To do:
**A.** Translate this sentence from the linked list write-up into Spanish: "When operating without a dummy head, we first handle edge cases where the head node itself needs to be removed."
**B.** Repeat word for word the stretch of the linked list write-up from "Aproach 1: Without" through "the target value.".

Extract:
203. Remove Linked List Elements
This problem requires removing all nodes from a singly linked list that have a specific value. Two common approaches demonstrate key linked list operation patterns: using the original head node directly, and using a dummy head node to unify handling of all nodes.
Aproach 1: Without Dummy Head
When operating without a dummy head, we first handle edge cases where the head node itself needs to be removed. After ensuring the head is valid, we traverse the list starting from the head, checking each subsequent node for the target value.
/**
* Definition for singly-linked list.

Collected data:

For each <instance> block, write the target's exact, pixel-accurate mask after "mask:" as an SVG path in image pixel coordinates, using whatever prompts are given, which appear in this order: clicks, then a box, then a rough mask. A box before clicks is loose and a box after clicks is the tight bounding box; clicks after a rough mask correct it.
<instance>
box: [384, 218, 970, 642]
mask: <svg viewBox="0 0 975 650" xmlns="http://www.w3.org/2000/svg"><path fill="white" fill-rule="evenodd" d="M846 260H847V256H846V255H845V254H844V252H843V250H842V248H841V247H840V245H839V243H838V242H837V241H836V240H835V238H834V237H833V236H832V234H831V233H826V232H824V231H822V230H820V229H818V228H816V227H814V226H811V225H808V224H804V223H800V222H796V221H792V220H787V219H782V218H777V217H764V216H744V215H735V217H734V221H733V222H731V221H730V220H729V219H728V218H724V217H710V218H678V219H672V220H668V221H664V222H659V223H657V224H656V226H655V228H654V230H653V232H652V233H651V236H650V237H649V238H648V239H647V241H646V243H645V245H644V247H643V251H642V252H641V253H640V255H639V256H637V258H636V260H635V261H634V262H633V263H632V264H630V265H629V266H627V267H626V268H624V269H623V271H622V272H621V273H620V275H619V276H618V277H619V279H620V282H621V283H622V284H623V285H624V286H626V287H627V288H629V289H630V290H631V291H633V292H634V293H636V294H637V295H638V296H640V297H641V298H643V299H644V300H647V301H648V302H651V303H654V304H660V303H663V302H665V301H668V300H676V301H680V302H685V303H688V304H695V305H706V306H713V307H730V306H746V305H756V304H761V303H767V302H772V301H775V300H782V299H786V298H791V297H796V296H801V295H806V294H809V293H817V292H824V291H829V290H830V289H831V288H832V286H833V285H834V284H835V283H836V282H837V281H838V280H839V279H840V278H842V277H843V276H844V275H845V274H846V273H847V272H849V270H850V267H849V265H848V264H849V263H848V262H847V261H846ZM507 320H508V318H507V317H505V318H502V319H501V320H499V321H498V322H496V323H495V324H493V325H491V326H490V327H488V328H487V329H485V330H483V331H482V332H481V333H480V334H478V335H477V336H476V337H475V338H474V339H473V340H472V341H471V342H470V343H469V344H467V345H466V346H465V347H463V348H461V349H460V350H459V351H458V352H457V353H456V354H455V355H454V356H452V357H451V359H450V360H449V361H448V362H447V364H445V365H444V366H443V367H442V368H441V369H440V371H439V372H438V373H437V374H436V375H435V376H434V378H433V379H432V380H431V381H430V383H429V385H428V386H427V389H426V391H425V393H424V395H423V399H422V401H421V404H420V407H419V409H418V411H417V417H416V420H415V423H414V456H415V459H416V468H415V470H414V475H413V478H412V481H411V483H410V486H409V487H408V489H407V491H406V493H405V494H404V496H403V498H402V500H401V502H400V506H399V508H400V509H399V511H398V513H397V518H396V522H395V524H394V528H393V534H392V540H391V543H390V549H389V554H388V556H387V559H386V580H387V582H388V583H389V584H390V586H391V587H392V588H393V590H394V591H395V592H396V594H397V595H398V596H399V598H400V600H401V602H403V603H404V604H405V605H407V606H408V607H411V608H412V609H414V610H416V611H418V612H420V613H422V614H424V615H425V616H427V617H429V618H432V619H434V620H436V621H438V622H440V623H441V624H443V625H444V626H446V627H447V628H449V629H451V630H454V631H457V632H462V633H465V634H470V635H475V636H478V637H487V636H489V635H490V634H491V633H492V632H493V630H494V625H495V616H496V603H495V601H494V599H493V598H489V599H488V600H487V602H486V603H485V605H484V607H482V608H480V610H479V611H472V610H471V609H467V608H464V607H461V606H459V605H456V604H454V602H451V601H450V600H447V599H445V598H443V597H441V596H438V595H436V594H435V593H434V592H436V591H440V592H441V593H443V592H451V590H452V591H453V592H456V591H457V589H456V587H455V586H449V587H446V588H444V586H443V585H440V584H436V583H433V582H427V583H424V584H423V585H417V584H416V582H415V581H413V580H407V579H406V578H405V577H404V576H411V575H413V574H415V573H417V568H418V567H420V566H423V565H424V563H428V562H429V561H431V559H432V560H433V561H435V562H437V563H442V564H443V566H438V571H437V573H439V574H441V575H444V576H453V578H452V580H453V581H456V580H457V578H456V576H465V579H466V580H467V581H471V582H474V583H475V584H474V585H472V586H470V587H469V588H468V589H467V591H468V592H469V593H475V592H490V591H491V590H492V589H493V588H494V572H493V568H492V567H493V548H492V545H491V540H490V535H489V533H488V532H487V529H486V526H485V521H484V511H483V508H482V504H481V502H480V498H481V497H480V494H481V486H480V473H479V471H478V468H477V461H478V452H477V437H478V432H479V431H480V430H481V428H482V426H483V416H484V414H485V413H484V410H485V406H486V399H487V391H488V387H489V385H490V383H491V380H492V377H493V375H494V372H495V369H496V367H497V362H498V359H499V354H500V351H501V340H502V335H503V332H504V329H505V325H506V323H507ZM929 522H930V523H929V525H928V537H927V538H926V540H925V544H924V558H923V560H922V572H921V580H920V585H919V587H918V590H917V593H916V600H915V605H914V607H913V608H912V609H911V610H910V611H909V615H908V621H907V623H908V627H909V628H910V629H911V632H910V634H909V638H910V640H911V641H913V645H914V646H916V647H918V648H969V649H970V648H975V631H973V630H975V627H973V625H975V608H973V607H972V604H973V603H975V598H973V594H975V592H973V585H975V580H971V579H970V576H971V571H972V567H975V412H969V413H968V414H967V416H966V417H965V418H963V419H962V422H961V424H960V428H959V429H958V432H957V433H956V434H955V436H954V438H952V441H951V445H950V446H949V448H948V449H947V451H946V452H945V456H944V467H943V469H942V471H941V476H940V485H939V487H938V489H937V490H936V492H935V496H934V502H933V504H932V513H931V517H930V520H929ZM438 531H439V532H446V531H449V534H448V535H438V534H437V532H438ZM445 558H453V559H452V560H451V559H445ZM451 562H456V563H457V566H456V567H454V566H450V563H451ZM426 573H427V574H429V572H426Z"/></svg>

Written answers:
**A.** Cuando se trabaja sin una cabeza ficticia, primero tratamos los casos límite en los que el propio nodo cabeza debe eliminarse.

**B.**
Aproach 1: Without Dummy Head
When operating without a dummy head, we first handle edge cases where the head node itself needs to be removed. After ensuring the head is valid, we traverse the list starting from the head, checking each subsequent node for the target value.